[PROBLEM] Nothing but the lines from the line with "Look at the photograph above. For each instance of the golden" through the end of the data is to be copied, and each is to be copied exactly.

[DATA TO USE]
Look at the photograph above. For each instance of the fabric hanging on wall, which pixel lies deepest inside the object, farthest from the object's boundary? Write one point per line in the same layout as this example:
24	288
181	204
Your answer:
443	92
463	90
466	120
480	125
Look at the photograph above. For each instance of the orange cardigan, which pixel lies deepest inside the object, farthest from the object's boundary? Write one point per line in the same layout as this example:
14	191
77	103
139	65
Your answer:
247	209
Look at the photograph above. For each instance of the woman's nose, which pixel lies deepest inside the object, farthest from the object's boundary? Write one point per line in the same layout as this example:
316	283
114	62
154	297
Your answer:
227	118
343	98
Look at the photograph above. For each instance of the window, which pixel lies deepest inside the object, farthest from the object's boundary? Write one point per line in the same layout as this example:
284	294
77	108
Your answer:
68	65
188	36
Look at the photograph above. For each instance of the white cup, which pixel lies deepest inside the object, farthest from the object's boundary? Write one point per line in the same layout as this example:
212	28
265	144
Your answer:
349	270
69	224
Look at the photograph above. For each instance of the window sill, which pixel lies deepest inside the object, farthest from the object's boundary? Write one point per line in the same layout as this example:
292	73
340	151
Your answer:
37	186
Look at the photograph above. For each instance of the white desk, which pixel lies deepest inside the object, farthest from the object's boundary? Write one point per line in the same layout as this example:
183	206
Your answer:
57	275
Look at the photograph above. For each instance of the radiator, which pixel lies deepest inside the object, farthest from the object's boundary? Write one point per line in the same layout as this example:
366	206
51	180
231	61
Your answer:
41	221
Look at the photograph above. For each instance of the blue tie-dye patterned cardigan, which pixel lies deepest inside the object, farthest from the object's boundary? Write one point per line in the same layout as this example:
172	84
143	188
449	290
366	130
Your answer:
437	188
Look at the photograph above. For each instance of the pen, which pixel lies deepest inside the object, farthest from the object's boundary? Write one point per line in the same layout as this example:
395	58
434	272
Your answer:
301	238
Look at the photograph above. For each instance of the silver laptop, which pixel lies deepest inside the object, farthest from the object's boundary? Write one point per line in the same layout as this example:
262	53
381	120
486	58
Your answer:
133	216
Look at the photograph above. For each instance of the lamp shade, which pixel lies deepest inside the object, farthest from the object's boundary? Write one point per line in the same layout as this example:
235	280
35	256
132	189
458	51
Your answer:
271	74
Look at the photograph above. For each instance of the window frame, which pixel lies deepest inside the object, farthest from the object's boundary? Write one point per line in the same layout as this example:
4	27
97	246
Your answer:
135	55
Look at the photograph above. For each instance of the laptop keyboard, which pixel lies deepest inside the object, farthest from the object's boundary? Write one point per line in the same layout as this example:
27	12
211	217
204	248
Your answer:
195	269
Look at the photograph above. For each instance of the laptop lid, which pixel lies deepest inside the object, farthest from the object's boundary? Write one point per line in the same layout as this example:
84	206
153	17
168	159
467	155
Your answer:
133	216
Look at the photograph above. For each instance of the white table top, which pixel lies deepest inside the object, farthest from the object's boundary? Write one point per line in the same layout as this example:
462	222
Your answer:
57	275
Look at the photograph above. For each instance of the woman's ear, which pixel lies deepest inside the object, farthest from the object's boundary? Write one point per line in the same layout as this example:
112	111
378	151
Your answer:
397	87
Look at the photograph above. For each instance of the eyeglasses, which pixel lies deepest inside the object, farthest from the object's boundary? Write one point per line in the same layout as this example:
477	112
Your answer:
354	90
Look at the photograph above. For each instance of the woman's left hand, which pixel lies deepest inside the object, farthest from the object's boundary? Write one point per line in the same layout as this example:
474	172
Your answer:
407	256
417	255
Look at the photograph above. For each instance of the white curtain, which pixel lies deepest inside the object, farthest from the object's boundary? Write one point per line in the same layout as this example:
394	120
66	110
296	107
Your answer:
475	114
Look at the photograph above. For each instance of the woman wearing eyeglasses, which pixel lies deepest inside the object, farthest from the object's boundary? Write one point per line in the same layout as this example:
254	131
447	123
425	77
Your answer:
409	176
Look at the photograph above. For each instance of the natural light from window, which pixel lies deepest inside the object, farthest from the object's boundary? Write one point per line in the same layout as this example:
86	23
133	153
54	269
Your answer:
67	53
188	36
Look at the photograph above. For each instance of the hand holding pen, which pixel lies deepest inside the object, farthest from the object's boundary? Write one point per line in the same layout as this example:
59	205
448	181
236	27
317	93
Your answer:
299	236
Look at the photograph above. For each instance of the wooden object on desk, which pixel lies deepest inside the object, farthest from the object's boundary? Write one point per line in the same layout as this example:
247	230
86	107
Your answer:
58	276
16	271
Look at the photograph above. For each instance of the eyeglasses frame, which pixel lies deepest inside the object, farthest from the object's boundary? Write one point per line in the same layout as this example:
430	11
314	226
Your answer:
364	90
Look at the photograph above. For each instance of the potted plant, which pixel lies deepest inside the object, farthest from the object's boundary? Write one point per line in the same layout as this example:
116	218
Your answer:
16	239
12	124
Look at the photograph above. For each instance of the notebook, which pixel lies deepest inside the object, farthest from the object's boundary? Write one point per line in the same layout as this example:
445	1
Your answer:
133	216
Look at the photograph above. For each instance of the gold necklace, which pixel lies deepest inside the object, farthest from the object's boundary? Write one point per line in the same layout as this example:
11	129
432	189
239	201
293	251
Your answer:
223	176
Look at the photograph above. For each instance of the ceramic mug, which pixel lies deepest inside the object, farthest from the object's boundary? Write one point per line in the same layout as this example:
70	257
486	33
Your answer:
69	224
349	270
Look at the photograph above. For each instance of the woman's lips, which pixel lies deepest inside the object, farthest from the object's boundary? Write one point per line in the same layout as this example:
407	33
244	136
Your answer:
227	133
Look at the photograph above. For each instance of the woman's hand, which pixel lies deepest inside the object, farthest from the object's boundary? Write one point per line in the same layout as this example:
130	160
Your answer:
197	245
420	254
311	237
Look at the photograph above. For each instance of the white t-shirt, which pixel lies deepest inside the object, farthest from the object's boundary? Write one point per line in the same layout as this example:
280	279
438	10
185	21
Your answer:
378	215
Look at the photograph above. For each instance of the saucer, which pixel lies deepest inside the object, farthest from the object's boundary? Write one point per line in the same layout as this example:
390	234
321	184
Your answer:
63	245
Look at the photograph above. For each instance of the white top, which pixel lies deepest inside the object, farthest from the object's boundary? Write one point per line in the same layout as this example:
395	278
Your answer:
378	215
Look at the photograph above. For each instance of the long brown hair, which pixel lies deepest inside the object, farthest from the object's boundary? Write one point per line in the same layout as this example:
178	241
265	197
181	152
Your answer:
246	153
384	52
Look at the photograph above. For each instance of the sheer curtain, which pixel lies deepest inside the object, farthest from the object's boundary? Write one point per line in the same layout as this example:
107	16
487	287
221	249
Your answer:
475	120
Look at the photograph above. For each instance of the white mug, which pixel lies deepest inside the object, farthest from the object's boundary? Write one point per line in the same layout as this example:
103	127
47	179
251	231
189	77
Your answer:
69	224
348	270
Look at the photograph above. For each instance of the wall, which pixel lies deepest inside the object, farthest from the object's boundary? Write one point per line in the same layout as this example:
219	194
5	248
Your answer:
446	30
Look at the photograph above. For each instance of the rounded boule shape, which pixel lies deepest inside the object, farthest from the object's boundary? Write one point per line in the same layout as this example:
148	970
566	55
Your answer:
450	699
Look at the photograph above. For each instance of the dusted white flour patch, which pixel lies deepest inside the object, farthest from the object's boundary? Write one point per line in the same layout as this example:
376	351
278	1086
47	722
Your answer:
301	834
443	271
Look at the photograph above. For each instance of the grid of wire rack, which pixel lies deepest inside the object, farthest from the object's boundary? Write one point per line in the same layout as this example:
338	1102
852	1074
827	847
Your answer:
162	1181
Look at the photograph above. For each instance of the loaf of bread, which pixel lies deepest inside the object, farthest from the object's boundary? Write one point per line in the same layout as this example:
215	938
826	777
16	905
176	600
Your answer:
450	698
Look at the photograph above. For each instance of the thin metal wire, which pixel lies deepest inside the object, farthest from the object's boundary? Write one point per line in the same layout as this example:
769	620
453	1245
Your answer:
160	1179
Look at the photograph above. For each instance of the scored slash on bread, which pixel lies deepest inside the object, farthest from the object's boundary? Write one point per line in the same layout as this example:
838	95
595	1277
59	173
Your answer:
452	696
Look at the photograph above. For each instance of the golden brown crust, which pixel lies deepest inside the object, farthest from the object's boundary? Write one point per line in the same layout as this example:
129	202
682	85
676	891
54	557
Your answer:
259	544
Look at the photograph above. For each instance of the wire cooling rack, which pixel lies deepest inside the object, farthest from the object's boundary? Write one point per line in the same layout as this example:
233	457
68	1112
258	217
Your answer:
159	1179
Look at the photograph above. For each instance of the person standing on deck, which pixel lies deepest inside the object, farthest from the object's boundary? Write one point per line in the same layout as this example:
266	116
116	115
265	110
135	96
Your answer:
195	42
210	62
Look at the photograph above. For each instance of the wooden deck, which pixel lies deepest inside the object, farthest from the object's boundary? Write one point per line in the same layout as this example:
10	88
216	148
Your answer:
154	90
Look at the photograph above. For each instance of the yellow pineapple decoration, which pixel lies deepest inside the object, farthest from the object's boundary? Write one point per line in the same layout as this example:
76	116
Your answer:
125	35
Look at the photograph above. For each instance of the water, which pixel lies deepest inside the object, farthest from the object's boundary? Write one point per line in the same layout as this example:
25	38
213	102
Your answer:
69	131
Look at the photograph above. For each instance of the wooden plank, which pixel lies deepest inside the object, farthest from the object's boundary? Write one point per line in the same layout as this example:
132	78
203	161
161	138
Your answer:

[SOLUTION TO THIS EXERCISE]
Look at the photograph above. For each instance of the golden brown crust, which pixel lies deepest inside the object, farthest from the object's boundary? Write one point per line in the same layout as this example:
129	202
682	85
676	891
54	557
Your answer:
259	544
Look at the photograph above. For each instance of the wire cooling rack, which pixel lies deepest inside the object, farthest from the object's boundary? Write one point per line in the same layout as this example:
233	457
68	1112
258	217
Your answer:
159	1179
Look at the photograph above. For each instance of the person standing on deck, which pixel lies deepest inside the object, farthest from the object's boundary? Write one point per line in the same layout as this example:
266	116
116	115
265	110
135	96
Your answer:
195	42
210	62
Look at the photograph above. For each instance of the wooden deck, which pixel lies deepest inside the object, farthest from the object's boundary? Write one point per line in the same layout as this example:
10	88
216	148
Your answer:
154	90
Look at the photograph above. For each instance of the yellow pineapple decoration, which pixel lies deepest inside the object, farthest from the object's boundary? Write one point per line in the same layout as this example:
76	116
Your answer:
125	35
Look at the photograph above. For each instance of the water, which pixel lies deepest inside the object, farthest from the object's boundary? Write one point per line in the same layout as this example:
25	38
213	102
Your answer:
69	131
Look at the photograph above. For each instance of the wooden plank, which pixel lies deepest inside the object, farthest from the object's boundary? Write one point per line in the same layout as this example:
132	78
203	161
161	138
Your answer:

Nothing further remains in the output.